■ **Provided passage**
I was not saying we can determine moral issues with science, I was saying we should use the knowledge we have gained from science, ie objective investigation of how people actually behave and react psychologically, both individually and collectively, and what can be shown to cause actual physical and mental harm, to inform our personal judgements on what actions are 'bad', ie immoral.

I have no problem with this.

BobSpence1 wrote:
EDIT: Our own personal judgements of what is 'right' or 'wrong' are, of course very important, but should inform ourselves how they compare to other peoples attitudes, in case we have very peculiar biases - we are known to be very poor judges of our own hang-ups. That has been established by many scientifically run tests.

This is far better than basing our ideas on morality on the ideas, intuitions, prejudices, taboos, etc of some particular set of people living in the Middle East a few thousand years ago. Ie the Bible.

On what grounds is this "far better"

BobSpence1 wrote:
Morality based on religion has no actual reference, no basis, beyond the subjective judgements of the followers of that particular faith. 

Even if their God exists, there is no way to determine with certainty what such a being actually intends, since there is no objective way to determine what is a 'real' communication from such an entity, and what is simply the result of an over-active imagination.

Unless the god was manifested in such a way as to communicate directly with the its creation... Christians call such a manifestation "Jesus".

BobSpence1 wrote:
And it is still an arbitrary judgement as whether such a being is 'good' or not, or is really ultimately concerned with our welfare, or just for some unfathomable purposes of his own.

It boils down to 'might makes right', if such a being exist, or to pure unconscious self-justification if it doesn't.

Whereas my approach has at least some objective validation. You have, ultimately, nothing but your own personal feelings.

You're pitching a false dichotomy. Christians (and theists more broadly) do not disdain the value of scientific research in relation to psychology and behavioral studies. And the overriding ethic applied is what Jesus said was one of the great commandments: love others, and in by doing so you fulfill the other great commandment: love God.

BobSpence1 wrote:
As Red said, pornography is not inherently wrong, or necessarily exploitive of the people involved.

■ **Exercise prompt**
Reproduce the entire forum exchange on morality word for word. The records have no connection to the forum exchange on morality.

Data records
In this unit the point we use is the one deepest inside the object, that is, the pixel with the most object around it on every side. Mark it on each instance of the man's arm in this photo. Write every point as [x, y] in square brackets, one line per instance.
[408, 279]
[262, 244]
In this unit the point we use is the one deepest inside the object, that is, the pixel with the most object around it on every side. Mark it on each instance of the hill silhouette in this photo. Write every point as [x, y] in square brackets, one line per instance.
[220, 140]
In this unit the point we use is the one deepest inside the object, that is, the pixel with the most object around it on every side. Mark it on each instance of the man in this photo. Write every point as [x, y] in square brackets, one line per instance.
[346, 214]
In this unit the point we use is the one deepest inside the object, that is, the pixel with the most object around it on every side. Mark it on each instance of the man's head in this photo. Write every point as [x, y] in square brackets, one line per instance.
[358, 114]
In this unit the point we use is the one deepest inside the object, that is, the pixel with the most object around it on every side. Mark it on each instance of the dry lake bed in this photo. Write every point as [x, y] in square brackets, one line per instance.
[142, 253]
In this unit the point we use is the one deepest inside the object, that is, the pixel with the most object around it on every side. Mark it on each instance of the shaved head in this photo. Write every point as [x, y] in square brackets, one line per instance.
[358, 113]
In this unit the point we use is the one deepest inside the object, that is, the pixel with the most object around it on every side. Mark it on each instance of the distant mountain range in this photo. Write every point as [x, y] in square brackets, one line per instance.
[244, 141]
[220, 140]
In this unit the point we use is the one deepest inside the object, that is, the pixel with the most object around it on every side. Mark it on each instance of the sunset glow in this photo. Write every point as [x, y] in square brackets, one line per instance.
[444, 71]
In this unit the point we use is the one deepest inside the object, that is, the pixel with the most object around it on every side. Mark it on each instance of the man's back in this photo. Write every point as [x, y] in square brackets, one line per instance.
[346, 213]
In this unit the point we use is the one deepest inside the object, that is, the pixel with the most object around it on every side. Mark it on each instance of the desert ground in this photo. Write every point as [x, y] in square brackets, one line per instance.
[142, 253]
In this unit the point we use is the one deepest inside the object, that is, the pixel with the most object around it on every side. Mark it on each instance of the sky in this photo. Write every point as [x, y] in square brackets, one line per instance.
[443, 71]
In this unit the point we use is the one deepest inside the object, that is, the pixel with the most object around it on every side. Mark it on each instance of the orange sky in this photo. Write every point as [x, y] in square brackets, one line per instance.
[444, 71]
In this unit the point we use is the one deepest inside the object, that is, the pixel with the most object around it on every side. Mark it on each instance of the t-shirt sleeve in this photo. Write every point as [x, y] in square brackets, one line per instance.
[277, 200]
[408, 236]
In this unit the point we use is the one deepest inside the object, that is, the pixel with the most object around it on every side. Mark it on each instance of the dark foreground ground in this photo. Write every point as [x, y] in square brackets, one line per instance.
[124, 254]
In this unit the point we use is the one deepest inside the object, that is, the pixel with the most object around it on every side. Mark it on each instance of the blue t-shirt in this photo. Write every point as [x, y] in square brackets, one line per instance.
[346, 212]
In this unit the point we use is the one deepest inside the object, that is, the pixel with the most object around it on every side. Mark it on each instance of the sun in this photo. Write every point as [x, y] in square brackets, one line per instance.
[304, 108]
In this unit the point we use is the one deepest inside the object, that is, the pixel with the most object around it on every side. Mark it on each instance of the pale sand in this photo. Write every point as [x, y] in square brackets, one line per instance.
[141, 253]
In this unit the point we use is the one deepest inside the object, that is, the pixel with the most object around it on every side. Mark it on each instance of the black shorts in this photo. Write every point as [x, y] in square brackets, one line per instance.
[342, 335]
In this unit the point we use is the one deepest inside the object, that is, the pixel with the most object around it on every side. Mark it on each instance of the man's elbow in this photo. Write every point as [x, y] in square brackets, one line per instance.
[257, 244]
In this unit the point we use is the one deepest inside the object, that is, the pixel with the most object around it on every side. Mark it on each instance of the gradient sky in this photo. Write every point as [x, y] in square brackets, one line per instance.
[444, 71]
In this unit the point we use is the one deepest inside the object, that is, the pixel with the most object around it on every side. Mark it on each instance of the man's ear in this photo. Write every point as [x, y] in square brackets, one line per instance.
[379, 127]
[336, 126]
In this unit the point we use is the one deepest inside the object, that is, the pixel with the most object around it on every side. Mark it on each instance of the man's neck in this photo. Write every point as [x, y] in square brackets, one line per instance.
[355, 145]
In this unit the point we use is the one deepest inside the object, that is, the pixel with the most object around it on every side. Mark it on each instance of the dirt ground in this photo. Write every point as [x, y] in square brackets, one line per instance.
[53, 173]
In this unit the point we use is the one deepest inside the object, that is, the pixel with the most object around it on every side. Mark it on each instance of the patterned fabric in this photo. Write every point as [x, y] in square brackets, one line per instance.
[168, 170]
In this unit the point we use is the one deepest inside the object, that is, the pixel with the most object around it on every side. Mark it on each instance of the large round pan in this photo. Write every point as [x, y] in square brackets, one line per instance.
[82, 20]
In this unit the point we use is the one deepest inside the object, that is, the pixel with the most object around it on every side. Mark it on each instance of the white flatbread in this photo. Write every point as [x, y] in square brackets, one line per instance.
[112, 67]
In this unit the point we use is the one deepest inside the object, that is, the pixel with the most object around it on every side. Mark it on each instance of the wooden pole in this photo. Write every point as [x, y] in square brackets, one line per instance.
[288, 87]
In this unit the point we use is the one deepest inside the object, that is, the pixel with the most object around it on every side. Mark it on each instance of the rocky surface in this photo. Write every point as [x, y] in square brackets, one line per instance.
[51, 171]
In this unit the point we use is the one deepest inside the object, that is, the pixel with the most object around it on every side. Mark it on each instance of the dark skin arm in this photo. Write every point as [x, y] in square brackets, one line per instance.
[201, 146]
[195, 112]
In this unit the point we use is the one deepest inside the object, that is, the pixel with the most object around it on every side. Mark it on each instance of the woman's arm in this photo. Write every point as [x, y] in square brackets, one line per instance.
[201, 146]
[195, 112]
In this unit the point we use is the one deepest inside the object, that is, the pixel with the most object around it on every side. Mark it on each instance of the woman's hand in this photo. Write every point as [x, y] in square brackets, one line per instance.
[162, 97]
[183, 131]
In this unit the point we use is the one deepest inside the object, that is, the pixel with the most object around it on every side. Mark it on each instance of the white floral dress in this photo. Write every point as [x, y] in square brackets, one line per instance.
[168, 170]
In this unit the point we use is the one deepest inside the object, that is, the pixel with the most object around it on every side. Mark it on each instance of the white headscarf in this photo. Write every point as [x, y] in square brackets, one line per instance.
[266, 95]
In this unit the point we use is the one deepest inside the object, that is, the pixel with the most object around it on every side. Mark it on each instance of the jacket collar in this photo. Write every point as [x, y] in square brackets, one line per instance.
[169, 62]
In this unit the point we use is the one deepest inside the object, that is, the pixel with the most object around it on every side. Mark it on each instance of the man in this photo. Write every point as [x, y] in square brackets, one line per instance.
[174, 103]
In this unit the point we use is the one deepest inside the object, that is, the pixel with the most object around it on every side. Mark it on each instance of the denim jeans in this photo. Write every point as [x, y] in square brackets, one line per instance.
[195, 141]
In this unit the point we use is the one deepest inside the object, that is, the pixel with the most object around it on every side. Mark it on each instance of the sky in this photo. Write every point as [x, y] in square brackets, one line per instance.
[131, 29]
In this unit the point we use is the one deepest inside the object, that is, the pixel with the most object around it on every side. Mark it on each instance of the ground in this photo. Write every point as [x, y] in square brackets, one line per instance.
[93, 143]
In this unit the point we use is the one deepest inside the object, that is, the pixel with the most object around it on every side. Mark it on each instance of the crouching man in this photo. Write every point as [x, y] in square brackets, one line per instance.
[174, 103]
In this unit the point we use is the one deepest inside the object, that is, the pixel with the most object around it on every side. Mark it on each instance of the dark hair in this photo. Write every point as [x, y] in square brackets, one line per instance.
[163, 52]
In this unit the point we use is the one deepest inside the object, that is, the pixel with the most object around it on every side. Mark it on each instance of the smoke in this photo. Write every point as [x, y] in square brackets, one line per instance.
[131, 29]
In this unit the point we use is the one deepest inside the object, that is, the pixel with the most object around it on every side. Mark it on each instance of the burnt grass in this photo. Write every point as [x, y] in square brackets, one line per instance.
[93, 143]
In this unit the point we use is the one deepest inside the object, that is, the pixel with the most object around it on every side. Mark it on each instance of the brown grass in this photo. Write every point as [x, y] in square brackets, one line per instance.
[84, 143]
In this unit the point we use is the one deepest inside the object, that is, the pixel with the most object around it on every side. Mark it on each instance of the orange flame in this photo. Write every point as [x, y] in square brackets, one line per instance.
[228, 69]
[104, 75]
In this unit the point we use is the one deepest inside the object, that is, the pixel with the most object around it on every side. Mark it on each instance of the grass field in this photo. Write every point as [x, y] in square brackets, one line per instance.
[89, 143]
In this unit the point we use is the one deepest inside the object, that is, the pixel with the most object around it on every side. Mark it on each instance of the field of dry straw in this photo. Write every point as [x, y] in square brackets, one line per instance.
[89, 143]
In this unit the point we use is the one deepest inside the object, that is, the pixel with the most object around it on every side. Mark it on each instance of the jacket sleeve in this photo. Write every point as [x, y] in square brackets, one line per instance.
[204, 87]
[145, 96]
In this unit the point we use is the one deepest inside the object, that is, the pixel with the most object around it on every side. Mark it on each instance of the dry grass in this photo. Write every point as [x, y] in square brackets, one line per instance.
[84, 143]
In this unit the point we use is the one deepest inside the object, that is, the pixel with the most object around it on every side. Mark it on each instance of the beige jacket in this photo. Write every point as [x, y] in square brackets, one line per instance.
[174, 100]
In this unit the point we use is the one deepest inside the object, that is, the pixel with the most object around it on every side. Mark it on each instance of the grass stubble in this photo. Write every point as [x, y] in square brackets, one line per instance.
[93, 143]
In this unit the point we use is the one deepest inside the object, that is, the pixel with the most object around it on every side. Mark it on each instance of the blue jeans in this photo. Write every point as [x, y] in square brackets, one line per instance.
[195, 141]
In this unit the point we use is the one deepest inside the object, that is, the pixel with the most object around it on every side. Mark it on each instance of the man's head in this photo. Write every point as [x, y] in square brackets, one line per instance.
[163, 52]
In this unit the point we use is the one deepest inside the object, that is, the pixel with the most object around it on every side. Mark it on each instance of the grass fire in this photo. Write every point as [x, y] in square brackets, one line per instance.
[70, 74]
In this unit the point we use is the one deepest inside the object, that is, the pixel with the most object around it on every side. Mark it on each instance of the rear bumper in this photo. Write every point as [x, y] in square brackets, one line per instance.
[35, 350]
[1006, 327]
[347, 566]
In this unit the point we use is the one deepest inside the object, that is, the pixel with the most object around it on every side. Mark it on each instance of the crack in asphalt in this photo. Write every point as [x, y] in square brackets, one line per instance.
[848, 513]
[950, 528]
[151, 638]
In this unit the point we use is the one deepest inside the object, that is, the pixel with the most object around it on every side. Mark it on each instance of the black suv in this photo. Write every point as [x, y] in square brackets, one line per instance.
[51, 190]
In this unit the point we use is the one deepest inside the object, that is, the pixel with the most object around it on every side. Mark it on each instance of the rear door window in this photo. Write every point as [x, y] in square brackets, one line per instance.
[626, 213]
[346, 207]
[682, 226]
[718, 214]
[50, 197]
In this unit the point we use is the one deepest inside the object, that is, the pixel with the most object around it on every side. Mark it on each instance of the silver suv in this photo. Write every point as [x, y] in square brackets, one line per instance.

■ **Task solution**
I was not saying we can determine moral issues with science, I was saying we should use the knowledge we have gained from science, ie objective investigation of how people actually behave and react psychologically, both individually and collectively, and what can be shown to cause actual physical and mental harm, to inform our personal judgements on what actions are 'bad', ie immoral.

I have no problem with this.

BobSpence1 wrote:
EDIT: Our own personal judgements of what is 'right' or 'wrong' are, of course very important, but should inform ourselves how they compare to other peoples attitudes, in case we have very peculiar biases - we are known to be very poor judges of our own hang-ups. That has been established by many scientifically run tests.

This is far better than basing our ideas on morality on the ideas, intuitions, prejudices, taboos, etc of some particular set of people living in the Middle East a few thousand years ago. Ie the Bible.

On what grounds is this "far better"

BobSpence1 wrote:
Morality based on religion has no actual reference, no basis, beyond the subjective judgements of the followers of that particular faith. 

Even if their God exists, there is no way to determine with certainty what such a being actually intends, since there is no objective way to determine what is a 'real' communication from such an entity, and what is simply the result of an over-active imagination.

Unless the god was manifested in such a way as to communicate directly with the its creation... Christians call such a manifestation "Jesus".

BobSpence1 wrote:
And it is still an arbitrary judgement as whether such a being is 'good' or not, or is really ultimately concerned with our welfare, or just for some unfathomable purposes of his own.

It boils down to 'might makes right', if such a being exist, or to pure unconscious self-justification if it doesn't.

Whereas my approach has at least some objective validation. You have, ultimately, nothing but your own personal feelings.

You're pitching a false dichotomy. Christians (and theists more broadly) do not disdain the value of scientific research in relation to psychology and behavioral studies. And the overriding ethic applied is what Jesus said was one of the great commandments: love others, and in by doing so you fulfill the other great commandment: love God.

BobSpence1 wrote:
As Red said, pornography is not inherently wrong, or necessarily exploitive of the people involved.